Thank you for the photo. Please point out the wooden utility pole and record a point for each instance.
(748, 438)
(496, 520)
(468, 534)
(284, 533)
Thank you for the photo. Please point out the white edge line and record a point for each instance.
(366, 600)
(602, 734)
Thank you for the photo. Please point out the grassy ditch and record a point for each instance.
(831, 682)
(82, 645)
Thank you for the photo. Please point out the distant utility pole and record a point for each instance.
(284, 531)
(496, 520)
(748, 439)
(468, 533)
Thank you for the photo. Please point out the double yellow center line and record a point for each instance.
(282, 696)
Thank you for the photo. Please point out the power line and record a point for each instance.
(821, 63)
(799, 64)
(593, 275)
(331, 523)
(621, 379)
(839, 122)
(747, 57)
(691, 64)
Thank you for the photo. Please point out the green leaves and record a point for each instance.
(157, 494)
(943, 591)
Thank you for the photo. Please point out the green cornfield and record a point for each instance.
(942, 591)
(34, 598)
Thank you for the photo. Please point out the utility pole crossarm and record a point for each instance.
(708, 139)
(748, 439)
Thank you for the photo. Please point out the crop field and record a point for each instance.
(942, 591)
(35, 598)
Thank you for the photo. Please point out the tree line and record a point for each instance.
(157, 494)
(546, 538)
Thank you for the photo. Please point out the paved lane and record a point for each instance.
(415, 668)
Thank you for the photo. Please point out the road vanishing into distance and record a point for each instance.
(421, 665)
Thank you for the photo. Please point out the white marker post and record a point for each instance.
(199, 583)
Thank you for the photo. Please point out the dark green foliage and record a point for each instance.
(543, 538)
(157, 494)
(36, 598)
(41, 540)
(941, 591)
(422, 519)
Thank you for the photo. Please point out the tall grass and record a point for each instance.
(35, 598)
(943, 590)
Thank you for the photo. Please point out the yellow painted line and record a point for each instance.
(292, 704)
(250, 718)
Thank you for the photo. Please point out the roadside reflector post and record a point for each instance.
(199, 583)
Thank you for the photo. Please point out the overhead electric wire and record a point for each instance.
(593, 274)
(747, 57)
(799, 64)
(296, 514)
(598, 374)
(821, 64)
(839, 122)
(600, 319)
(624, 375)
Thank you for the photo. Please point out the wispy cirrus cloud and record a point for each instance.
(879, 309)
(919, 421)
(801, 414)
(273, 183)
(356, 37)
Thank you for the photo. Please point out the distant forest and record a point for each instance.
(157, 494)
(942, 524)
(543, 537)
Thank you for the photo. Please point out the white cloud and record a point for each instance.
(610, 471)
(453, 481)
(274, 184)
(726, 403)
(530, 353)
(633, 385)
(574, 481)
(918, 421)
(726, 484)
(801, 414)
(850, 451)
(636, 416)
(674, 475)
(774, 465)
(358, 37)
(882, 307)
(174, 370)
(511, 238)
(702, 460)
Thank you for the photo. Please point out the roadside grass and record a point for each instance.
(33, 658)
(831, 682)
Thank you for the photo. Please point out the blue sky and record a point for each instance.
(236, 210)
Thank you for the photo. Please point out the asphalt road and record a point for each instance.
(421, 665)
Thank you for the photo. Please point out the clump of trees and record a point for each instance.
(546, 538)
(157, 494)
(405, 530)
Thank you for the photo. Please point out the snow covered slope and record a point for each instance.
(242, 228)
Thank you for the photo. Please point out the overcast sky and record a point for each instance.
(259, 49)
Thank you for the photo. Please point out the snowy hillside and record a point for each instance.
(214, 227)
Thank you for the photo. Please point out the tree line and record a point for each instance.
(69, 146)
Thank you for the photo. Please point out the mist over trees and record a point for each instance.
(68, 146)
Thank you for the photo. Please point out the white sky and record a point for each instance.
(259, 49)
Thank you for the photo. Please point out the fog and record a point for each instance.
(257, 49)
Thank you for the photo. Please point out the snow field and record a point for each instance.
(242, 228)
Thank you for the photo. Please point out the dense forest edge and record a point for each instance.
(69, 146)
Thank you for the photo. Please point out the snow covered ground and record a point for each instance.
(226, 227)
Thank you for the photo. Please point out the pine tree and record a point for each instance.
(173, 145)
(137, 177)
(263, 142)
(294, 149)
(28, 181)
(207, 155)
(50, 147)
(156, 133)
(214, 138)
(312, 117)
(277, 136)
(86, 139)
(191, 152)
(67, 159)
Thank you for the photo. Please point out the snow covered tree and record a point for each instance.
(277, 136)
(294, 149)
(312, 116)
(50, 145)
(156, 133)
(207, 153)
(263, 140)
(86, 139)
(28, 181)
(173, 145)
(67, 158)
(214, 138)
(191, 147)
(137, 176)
---
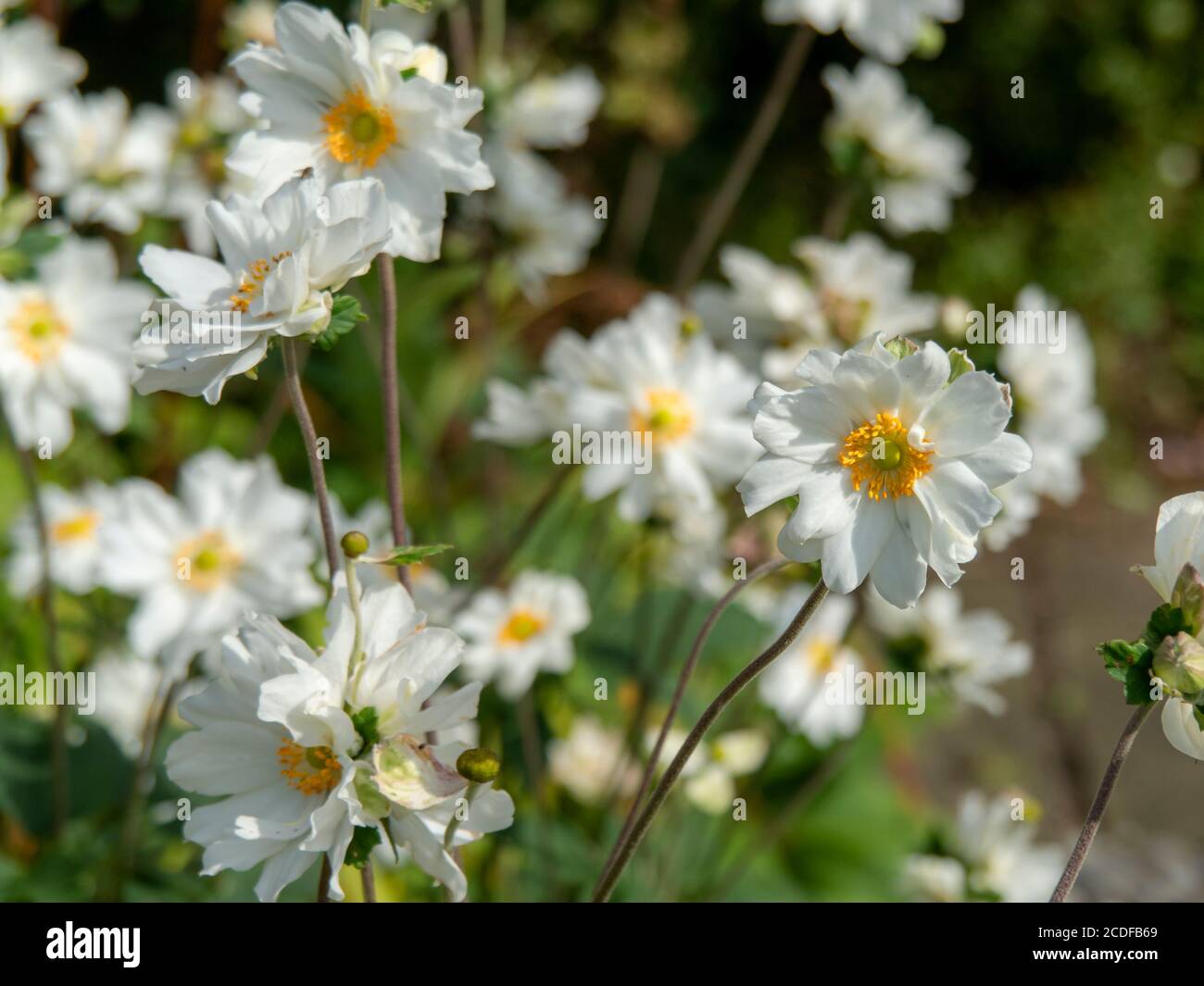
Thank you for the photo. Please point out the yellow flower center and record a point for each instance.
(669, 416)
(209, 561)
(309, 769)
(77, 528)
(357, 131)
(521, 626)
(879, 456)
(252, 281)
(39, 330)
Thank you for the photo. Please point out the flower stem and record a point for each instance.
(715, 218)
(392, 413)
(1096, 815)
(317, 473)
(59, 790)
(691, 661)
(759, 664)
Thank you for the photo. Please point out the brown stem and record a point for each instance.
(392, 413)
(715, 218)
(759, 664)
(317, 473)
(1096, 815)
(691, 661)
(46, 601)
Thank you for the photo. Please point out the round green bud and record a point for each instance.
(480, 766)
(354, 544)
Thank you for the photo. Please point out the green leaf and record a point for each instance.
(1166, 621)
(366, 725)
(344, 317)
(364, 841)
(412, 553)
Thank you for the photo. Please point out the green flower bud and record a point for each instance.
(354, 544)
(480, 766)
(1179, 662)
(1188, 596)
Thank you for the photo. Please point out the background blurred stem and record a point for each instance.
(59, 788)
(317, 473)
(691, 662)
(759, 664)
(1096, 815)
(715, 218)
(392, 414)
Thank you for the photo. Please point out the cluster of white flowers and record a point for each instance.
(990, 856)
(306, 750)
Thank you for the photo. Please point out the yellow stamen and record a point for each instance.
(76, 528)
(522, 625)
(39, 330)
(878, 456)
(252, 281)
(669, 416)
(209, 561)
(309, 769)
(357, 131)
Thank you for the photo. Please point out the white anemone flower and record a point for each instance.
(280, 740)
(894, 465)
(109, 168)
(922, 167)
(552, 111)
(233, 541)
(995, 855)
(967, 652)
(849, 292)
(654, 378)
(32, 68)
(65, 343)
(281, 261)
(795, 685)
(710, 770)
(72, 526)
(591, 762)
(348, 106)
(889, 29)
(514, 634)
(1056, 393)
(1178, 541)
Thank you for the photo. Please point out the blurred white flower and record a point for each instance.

What the task requires: Would you quote everything above from the line containing "Thank you for the photo. Please point out the round" down to the line containing "Thank you for the photo. Please point out the blurred"? Include both of those lines and nothing else.

Written response:
Thank you for the photo. Please point out the round green bud and record a point for each instance.
(480, 766)
(354, 544)
Thank you for the photo. Please point out the green leaf and record a point for each instance.
(1166, 621)
(366, 725)
(344, 317)
(364, 841)
(412, 553)
Thank you for the photo. Please point out the green flower bud and record a point for each instance.
(354, 544)
(480, 766)
(1179, 662)
(1188, 596)
Thank you for the photo. Please point out the background blurred stem and record a point for each instance.
(59, 788)
(317, 473)
(691, 662)
(759, 664)
(1096, 815)
(715, 218)
(392, 414)
Thank you for the photo. Please point out the cluster of white flowers and record a point for each instance.
(990, 856)
(306, 750)
Thank you for the photo. Please point out the yellow stamen and record a point for each instance.
(76, 528)
(522, 625)
(39, 330)
(878, 456)
(252, 281)
(669, 416)
(209, 561)
(309, 769)
(357, 131)
Thank you for the photo. Please point out the white anemone flower and record a point for each instance.
(280, 740)
(894, 465)
(109, 168)
(922, 167)
(552, 111)
(233, 541)
(995, 855)
(967, 652)
(849, 292)
(654, 378)
(32, 68)
(65, 343)
(281, 261)
(795, 685)
(710, 770)
(72, 526)
(591, 762)
(348, 106)
(889, 29)
(514, 634)
(1056, 393)
(1178, 541)
Thank you for the photo. Please point out the blurred white flower and record a point for each instance.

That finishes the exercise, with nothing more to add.